Pull out each line below that contains the word "railway", and copy those lines as they appear.

Data pulled from a collection
_ _ _ _

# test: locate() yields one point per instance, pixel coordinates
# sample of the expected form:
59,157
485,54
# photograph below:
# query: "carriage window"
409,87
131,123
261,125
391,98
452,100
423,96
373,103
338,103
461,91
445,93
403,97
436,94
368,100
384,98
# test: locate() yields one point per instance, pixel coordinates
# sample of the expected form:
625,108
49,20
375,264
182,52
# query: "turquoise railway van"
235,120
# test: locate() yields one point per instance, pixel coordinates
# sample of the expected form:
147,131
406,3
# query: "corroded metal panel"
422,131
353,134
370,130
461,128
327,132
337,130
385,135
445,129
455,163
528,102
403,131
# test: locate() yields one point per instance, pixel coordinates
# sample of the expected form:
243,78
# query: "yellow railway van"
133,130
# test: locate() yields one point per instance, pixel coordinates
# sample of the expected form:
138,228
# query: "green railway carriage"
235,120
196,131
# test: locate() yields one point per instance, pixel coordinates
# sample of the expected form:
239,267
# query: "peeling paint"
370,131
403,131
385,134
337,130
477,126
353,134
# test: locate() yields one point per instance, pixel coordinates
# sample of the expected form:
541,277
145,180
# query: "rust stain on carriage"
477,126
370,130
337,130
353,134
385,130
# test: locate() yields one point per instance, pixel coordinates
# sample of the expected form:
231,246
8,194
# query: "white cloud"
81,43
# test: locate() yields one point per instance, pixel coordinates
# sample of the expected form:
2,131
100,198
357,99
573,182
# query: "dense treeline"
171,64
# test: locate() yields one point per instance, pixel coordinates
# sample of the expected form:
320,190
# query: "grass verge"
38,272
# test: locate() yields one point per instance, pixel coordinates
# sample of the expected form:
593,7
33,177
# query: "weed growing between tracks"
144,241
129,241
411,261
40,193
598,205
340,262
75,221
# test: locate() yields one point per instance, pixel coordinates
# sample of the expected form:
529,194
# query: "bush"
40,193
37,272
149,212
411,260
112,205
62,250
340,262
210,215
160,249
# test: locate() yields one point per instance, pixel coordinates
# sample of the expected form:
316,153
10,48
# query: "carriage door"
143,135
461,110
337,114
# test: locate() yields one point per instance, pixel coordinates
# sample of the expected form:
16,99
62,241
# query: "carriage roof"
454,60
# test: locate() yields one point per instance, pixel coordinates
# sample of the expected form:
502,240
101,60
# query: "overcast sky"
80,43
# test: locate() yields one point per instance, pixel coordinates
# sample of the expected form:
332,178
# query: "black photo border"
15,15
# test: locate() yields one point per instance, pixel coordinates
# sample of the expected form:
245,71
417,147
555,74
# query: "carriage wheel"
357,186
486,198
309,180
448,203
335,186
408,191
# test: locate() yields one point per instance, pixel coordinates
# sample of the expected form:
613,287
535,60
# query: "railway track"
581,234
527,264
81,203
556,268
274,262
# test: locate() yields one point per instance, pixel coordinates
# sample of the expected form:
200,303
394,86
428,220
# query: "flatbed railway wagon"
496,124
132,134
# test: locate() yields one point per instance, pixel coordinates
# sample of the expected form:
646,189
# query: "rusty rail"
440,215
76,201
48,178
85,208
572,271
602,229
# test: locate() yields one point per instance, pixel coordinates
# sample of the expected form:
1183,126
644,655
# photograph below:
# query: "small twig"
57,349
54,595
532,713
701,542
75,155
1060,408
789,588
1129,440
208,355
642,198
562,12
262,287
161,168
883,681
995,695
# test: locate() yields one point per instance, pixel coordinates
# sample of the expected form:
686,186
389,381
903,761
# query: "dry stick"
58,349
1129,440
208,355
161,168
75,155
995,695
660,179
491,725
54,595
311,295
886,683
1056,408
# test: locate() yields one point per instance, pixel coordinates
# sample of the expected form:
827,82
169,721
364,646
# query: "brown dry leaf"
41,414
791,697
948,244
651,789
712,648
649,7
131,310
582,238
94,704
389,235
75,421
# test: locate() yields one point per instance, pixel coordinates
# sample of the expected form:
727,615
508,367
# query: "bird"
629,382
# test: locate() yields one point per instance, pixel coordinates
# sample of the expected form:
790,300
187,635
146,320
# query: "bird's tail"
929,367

_ _ _ _

Answer to this task:
# query: "turquoise railway van"
# query: "yellow railway van"
# query: "green railway carriage"
# query: "railway track"
# query: "flatbed railway wagon"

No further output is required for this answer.